◆ **Input data**
* * * * *

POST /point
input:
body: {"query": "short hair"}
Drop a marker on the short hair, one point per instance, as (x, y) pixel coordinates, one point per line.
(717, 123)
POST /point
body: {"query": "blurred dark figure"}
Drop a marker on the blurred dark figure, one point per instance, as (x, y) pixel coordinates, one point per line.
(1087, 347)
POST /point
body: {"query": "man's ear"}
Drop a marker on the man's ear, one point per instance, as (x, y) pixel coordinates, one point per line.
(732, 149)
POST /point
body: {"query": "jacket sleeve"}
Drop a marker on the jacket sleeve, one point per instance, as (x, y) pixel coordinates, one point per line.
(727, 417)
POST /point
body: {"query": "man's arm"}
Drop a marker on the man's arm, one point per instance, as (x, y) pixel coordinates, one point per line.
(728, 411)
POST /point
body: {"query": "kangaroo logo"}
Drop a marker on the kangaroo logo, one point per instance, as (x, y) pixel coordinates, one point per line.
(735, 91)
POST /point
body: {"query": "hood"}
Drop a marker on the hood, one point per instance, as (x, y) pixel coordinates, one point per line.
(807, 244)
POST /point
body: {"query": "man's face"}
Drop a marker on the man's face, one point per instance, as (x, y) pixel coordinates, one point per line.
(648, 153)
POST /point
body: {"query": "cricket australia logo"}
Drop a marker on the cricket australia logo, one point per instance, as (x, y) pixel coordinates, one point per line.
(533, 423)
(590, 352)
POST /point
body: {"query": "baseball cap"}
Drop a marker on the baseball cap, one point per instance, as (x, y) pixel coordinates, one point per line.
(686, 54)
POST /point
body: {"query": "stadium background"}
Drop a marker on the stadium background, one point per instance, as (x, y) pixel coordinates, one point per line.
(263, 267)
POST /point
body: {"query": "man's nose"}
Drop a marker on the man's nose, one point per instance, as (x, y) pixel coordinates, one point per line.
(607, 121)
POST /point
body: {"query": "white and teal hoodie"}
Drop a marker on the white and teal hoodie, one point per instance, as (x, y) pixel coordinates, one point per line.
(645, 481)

* * * * *

◆ **What you will do**
Reproduce the full listing exactly.

◆ **Complete output**
POST /point
input:
body: {"query": "short hair"}
Drop a marker on the short hair, one point per instance, as (x, y) pixel coordinates, one point per line.
(717, 123)
POST /point
body: {"query": "blurred dark figure"}
Drop a marker on the blurred dark figure, one point per instance, as (x, y) pixel coordinates, one point per line.
(1087, 347)
POST /point
body: {"query": "man's ear"}
Drop a marker on the man's ear, one point per instance, as (x, y) pixel coordinates, one point per line.
(732, 149)
POST /point
body: {"query": "jacket sleeve"}
Drop a marker on the jacket sleeve, one point per instance, as (x, y) pixel coordinates, one point per line.
(727, 417)
POST /point
body: {"query": "man's arm"}
Drop a marker on the man's arm, one point per instance, as (x, y) pixel coordinates, one point per line.
(728, 411)
POST /point
body: {"query": "kangaroo logo"}
Drop a marker on the kangaroo logo, one point per instance, as (x, y) pixel coordinates, one point per line.
(735, 91)
POST /point
body: {"query": "hood"}
Drop a marker on the hood, one point per instance, as (x, y) pixel coordinates, one point per line.
(807, 244)
POST /point
body: {"query": "man's face"}
Drop a marker on the man's face, one point per instance, as (x, y) pixel coordinates, one point per line.
(648, 153)
POST /point
body: {"query": "cricket australia logo"}
Drop a marker on the cricket australia logo, one point per instance, as (x, y) pixel coordinates, one point per line.
(533, 423)
(590, 352)
POST /point
body: {"query": "baseball cap"}
Drop a marker on the baseball cap, one point per instance, as (x, y) pixel coordinates, one point per line.
(686, 54)
POST /point
body: {"query": "stadium background"}
Drop a marker on the stadium background, one point per instance, as (x, y) pixel coordinates, one point per line.
(263, 267)
POST /point
body: {"query": "man's nose"}
Drop a marker on the man's nose, one point per instance, as (x, y) pixel coordinates, one point per line.
(607, 121)
POST /point
body: {"query": "white and teal hoodie"}
Drop a marker on the white and teal hoodie, one point per instance, as (x, y) pixel coordinates, one point per line.
(645, 481)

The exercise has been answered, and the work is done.